> _PROBLEM REQUIREMENTS_: Put the data below into a JSON list of strings with one string per line, leaving out blank lines and the pictures. Cover all of the data.

> _DATA FOR THIS TASK_:
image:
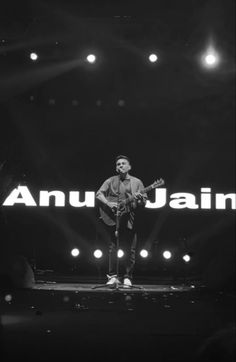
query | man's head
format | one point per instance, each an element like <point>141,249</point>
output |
<point>123,165</point>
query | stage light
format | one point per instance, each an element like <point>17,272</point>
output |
<point>97,253</point>
<point>211,58</point>
<point>120,253</point>
<point>33,56</point>
<point>152,58</point>
<point>75,252</point>
<point>186,258</point>
<point>91,58</point>
<point>167,254</point>
<point>144,253</point>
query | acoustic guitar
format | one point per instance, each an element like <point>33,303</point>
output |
<point>124,206</point>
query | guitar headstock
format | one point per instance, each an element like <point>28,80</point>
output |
<point>158,183</point>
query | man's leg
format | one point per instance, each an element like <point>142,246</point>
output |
<point>131,256</point>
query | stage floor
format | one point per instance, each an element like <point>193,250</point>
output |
<point>97,287</point>
<point>59,321</point>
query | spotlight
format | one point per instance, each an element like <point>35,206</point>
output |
<point>144,253</point>
<point>97,253</point>
<point>75,252</point>
<point>210,59</point>
<point>152,58</point>
<point>91,58</point>
<point>187,258</point>
<point>33,56</point>
<point>120,253</point>
<point>167,254</point>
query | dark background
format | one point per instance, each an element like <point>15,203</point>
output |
<point>63,121</point>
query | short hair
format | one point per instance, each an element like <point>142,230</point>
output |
<point>123,156</point>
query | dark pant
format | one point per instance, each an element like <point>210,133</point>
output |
<point>127,241</point>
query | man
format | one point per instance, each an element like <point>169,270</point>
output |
<point>120,197</point>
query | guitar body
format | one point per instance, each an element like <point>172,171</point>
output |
<point>109,216</point>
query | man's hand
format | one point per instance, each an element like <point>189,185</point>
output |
<point>139,198</point>
<point>112,205</point>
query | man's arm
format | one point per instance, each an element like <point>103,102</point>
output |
<point>102,192</point>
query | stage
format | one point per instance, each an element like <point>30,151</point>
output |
<point>69,320</point>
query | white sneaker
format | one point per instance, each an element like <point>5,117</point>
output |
<point>112,280</point>
<point>127,283</point>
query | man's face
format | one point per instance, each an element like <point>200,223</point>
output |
<point>122,165</point>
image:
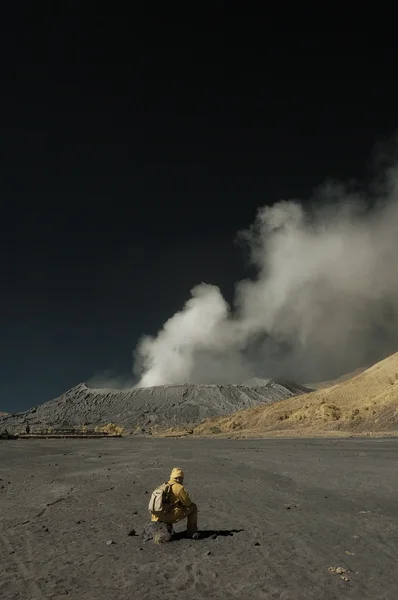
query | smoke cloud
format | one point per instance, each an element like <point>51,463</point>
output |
<point>324,300</point>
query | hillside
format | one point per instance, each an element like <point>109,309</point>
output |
<point>148,408</point>
<point>366,403</point>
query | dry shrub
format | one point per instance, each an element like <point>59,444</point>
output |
<point>329,412</point>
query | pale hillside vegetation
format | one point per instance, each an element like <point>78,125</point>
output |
<point>366,403</point>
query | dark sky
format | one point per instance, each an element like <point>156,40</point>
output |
<point>132,151</point>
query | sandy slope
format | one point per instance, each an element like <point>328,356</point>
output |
<point>286,511</point>
<point>149,408</point>
<point>366,403</point>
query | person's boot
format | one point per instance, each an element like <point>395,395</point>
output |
<point>192,535</point>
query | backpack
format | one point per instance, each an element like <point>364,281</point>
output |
<point>159,502</point>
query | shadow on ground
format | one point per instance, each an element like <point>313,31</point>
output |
<point>207,534</point>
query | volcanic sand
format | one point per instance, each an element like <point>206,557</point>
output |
<point>365,403</point>
<point>301,506</point>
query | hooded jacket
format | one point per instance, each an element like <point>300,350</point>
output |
<point>178,494</point>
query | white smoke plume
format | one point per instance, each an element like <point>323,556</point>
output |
<point>324,301</point>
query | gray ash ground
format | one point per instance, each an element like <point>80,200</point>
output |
<point>148,408</point>
<point>282,519</point>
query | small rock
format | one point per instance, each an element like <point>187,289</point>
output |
<point>338,570</point>
<point>157,532</point>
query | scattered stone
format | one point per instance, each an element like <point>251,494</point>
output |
<point>158,533</point>
<point>338,570</point>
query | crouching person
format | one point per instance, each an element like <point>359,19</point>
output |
<point>170,503</point>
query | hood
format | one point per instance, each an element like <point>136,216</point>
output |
<point>177,473</point>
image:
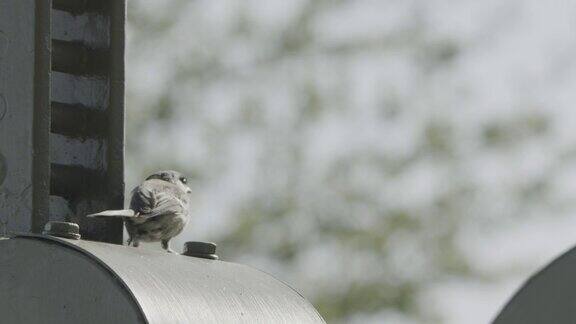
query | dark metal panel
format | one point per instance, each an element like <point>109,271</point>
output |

> _TASK RESPONSE_:
[
  "image:",
  "query | man's head",
  "format | one point per instance, each an element like <point>141,249</point>",
  "output |",
  "<point>123,165</point>",
  "query | stage light",
  "format | one point per instance, each an element like <point>17,272</point>",
  "output |",
  "<point>97,253</point>",
  "<point>211,58</point>",
  "<point>120,253</point>",
  "<point>33,56</point>",
  "<point>152,58</point>",
  "<point>75,252</point>",
  "<point>186,258</point>",
  "<point>91,58</point>",
  "<point>167,254</point>",
  "<point>144,253</point>",
  "query | acoustic guitar",
  "format | one point per instance, each an element like <point>33,303</point>",
  "output |",
  "<point>124,206</point>",
  "query | guitar headstock",
  "format | one point per instance, each an element like <point>28,80</point>",
  "output |",
  "<point>158,183</point>",
  "query | man's leg",
  "format | one point per instance, each an element like <point>142,246</point>",
  "output |",
  "<point>131,256</point>",
  "query | stage floor",
  "format | one point per instance, each an element like <point>193,250</point>",
  "output |",
  "<point>97,287</point>",
  "<point>59,321</point>",
  "query | spotlight",
  "format | one point per instance, each an element like <point>35,206</point>",
  "output |",
  "<point>144,253</point>",
  "<point>97,253</point>",
  "<point>75,252</point>",
  "<point>210,59</point>",
  "<point>152,58</point>",
  "<point>91,58</point>",
  "<point>187,258</point>",
  "<point>33,56</point>",
  "<point>120,253</point>",
  "<point>167,254</point>",
  "query | dark background",
  "format | one point per instance, each an element like <point>15,203</point>",
  "output |",
  "<point>63,121</point>",
  "query | short hair",
  "format | one point per instance, each an element like <point>142,230</point>",
  "output |",
  "<point>123,156</point>",
  "query | dark pant",
  "format | one point per instance, each an element like <point>210,133</point>",
  "output |",
  "<point>127,241</point>",
  "query | man",
  "format | one point per instance, each an element like <point>169,270</point>",
  "output |",
  "<point>120,197</point>",
  "query | guitar body",
  "format | one point per instance, each an element like <point>172,171</point>",
  "output |",
  "<point>109,216</point>",
  "query | man's hand",
  "format | one point per instance, each an element like <point>189,185</point>",
  "output |",
  "<point>139,198</point>",
  "<point>112,205</point>",
  "query | man's arm",
  "format | one point per instance, each an element like <point>103,102</point>",
  "output |",
  "<point>102,192</point>",
  "query | stage",
  "format | one point per instance, each an element like <point>30,151</point>",
  "output |",
  "<point>69,320</point>",
  "query | white sneaker",
  "format | one point per instance, each an element like <point>5,117</point>",
  "output |",
  "<point>112,280</point>",
  "<point>127,283</point>",
  "query | man's face",
  "format | one point per instance, each an element like <point>200,223</point>",
  "output |",
  "<point>122,165</point>",
  "image:",
  "query | smoke cloud",
  "format | one point per instance, each an element like <point>51,463</point>",
  "output |",
  "<point>324,300</point>",
  "query | hillside",
  "format | one point per instance, each an element like <point>109,309</point>",
  "output |",
  "<point>148,408</point>",
  "<point>366,403</point>",
  "query | dry shrub",
  "format | one point per instance, each an element like <point>59,444</point>",
  "output |",
  "<point>329,412</point>",
  "query | pale hillside vegetation",
  "format | one point per instance, each an element like <point>78,125</point>",
  "output |",
  "<point>366,403</point>",
  "query | dark sky",
  "format | one point per instance, each an element like <point>156,40</point>",
  "output |",
  "<point>132,151</point>",
  "query | sandy slope",
  "format | one point per instance, each an element like <point>328,356</point>",
  "output |",
  "<point>286,511</point>",
  "<point>149,408</point>",
  "<point>366,403</point>",
  "query | person's boot",
  "format | one point per instance, each an element like <point>395,395</point>",
  "output |",
  "<point>192,535</point>",
  "query | backpack",
  "format | one point per instance, each an element like <point>364,281</point>",
  "output |",
  "<point>159,502</point>",
  "query | shadow on ground",
  "format | one point per instance, each an element like <point>313,31</point>",
  "output |",
  "<point>207,534</point>",
  "query | volcanic sand",
  "format | one point per instance, each an element like <point>206,557</point>",
  "output |",
  "<point>365,403</point>",
  "<point>301,506</point>",
  "query | hooded jacket",
  "format | one point per instance, each an element like <point>300,350</point>",
  "output |",
  "<point>178,494</point>",
  "query | white smoke plume",
  "format | one point per instance, each an element like <point>323,556</point>",
  "output |",
  "<point>324,301</point>",
  "query | gray ash ground",
  "format | one point per instance, each an element like <point>80,200</point>",
  "output |",
  "<point>148,408</point>",
  "<point>282,519</point>",
  "query | small rock",
  "format | one point per instance, each an element like <point>187,289</point>",
  "output |",
  "<point>338,570</point>",
  "<point>157,532</point>",
  "query | scattered stone",
  "format | one point per instance, each an element like <point>251,494</point>",
  "output |",
  "<point>158,533</point>",
  "<point>338,570</point>",
  "query | crouching person",
  "format | one point per instance, each an element like <point>359,19</point>",
  "output |",
  "<point>170,503</point>",
  "query | hood",
  "format | one point per instance, each an element like <point>136,216</point>",
  "output |",
  "<point>177,473</point>",
  "image:",
  "query | dark metal panel",
  "format | one point per instance, each an element like <point>109,271</point>",
  "output |"
]